Directive
Can you render every line of the records below as a Markdown table with the columns Row and Line, leaving out any blank lines?

╭──

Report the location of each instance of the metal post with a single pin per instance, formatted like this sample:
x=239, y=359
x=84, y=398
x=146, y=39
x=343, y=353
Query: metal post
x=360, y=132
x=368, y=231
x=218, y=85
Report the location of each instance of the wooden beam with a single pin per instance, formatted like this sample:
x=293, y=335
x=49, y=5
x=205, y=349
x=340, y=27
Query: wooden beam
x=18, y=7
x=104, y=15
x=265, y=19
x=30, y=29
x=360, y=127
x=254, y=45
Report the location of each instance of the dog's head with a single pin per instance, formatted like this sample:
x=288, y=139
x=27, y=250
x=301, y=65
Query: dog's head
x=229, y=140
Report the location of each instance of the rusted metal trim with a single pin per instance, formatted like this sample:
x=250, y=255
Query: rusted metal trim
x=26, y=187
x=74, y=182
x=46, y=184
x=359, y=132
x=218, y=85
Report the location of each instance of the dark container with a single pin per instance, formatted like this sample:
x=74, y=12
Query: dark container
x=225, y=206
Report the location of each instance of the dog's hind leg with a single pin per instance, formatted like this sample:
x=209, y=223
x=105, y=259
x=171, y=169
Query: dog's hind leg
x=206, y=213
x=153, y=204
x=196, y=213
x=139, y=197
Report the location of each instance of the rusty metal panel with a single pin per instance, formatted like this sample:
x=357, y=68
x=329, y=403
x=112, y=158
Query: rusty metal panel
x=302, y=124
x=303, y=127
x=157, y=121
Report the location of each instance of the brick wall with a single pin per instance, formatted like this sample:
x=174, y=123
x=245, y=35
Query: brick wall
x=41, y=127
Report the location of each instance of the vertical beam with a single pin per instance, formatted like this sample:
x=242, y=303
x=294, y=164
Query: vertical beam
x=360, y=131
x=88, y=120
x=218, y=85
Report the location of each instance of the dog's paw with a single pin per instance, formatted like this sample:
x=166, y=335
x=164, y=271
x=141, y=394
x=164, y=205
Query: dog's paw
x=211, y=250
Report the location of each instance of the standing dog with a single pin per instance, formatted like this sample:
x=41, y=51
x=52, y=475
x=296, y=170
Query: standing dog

╰──

Answer to this exercise
| Row | Line |
|---|---|
| 1 | Report the location of each instance of the metal post with a single pin per instance, formatted like this sample: |
| 2 | x=239, y=359 |
| 3 | x=84, y=398 |
| 4 | x=146, y=39 |
| 5 | x=343, y=353 |
| 6 | Query: metal post |
| 7 | x=360, y=132 |
| 8 | x=368, y=231 |
| 9 | x=218, y=85 |
| 10 | Report the location of each instance of the wooden beam with a single pin per instance, formatted like this sample: |
| 11 | x=293, y=335 |
| 12 | x=49, y=5 |
| 13 | x=205, y=349 |
| 14 | x=340, y=27 |
| 15 | Query: wooden beam |
| 16 | x=18, y=7 |
| 17 | x=104, y=15 |
| 18 | x=265, y=19 |
| 19 | x=30, y=29 |
| 20 | x=360, y=127 |
| 21 | x=254, y=45 |
| 22 | Report the location of each instance of the dog's head with a single pin per instance, formatted like this sample: |
| 23 | x=288, y=139 |
| 24 | x=27, y=250 |
| 25 | x=301, y=65 |
| 26 | Query: dog's head |
| 27 | x=229, y=140 |
| 28 | Report the location of each instance of the rusted metal trim with a single pin per instance, formatted like this sample: |
| 29 | x=250, y=255 |
| 30 | Query: rusted metal trim |
| 31 | x=26, y=187 |
| 32 | x=74, y=182 |
| 33 | x=46, y=184 |
| 34 | x=359, y=132 |
| 35 | x=218, y=85 |
| 36 | Report the location of each instance of the dark container with a single pin per instance, formatted like this sample: |
| 37 | x=74, y=12 |
| 38 | Query: dark container |
| 39 | x=225, y=206 |
| 40 | Report the location of each instance of the dog's hind leg with a single pin per instance, formatted like this sample: |
| 41 | x=209, y=223 |
| 42 | x=105, y=259 |
| 43 | x=171, y=169 |
| 44 | Query: dog's hind leg |
| 45 | x=206, y=213 |
| 46 | x=153, y=204 |
| 47 | x=196, y=213 |
| 48 | x=139, y=197 |
| 49 | Report the location of each instance of the rusty metal panel with a single pin per instance, formatted like this sample: |
| 50 | x=357, y=68 |
| 51 | x=329, y=403 |
| 52 | x=112, y=158 |
| 53 | Query: rusty metal panel |
| 54 | x=302, y=124 |
| 55 | x=303, y=127 |
| 56 | x=157, y=121 |
| 57 | Report the location of each instance of the brick wall with a single pin per instance, formatted like this sample: |
| 58 | x=174, y=123 |
| 59 | x=245, y=35 |
| 60 | Query: brick wall |
| 61 | x=41, y=127 |
| 62 | Report the location of each instance of the vertical beam with a single pin per instance, formatted like this sample: |
| 63 | x=242, y=303 |
| 64 | x=294, y=164 |
| 65 | Query: vertical beam |
| 66 | x=360, y=131 |
| 67 | x=88, y=120 |
| 68 | x=218, y=85 |
| 69 | Report the location of each instance of the dog's paw with a single pin per instance, formatted like this sample: |
| 70 | x=166, y=335 |
| 71 | x=164, y=271 |
| 72 | x=141, y=394 |
| 73 | x=164, y=205 |
| 74 | Query: dog's paw |
| 75 | x=211, y=250 |
| 76 | Report the location of each instance of the standing dog with a single pin per instance, formatted like this sample: |
| 77 | x=41, y=51 |
| 78 | x=52, y=475 |
| 79 | x=296, y=170 |
| 80 | Query: standing dog |